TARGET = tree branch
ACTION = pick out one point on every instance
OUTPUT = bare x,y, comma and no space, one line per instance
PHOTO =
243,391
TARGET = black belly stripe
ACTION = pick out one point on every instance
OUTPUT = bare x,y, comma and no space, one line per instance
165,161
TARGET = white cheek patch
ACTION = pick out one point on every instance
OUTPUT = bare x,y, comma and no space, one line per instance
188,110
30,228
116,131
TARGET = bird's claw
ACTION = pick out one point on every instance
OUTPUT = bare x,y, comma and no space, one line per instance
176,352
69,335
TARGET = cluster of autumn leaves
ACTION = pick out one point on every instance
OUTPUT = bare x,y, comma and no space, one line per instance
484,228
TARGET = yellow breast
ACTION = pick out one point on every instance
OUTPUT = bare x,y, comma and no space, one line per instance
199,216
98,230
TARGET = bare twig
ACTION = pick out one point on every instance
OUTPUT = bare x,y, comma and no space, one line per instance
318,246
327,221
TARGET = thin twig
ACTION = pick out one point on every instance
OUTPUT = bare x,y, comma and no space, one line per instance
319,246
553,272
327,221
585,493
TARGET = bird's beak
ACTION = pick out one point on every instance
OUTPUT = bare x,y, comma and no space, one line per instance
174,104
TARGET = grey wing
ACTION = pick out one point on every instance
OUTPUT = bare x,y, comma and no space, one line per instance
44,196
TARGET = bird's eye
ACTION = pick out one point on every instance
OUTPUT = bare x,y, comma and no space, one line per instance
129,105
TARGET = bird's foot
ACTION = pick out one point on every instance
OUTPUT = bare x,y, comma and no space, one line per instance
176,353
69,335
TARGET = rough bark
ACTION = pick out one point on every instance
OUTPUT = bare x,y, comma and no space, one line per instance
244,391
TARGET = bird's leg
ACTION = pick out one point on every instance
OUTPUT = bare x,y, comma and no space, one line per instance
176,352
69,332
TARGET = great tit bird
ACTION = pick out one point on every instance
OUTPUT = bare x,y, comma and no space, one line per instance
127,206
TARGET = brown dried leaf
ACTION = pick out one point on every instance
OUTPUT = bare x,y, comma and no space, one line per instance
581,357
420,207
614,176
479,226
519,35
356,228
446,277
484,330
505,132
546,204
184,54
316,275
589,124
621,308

**********

* [The request]:
Please extract exactly, and only, the lines from the line containing "TARGET = rough bark" through the last line of the records.

* [Completed task]:
TARGET = rough bark
ACTION = pick out one point on every instance
OUTPUT = bare x,y, comma and no space, one line per instance
244,391
TARGET = bird's leg
ACTION = pick out one point on every instance
OUTPUT = bare x,y, comma and no space, one line per instance
176,352
69,332
TARGET = great tit bird
ACTION = pick out one point on every instance
OUTPUT = bare x,y, comma and no space, one line per instance
127,206
TARGET = brown dried leaf
ACTION = pick out one point on every instance
OUTPUT = bare x,y, comma and no space, one line per instance
581,357
420,207
614,176
479,226
519,35
356,228
446,277
484,330
505,132
546,204
184,54
316,275
589,124
621,308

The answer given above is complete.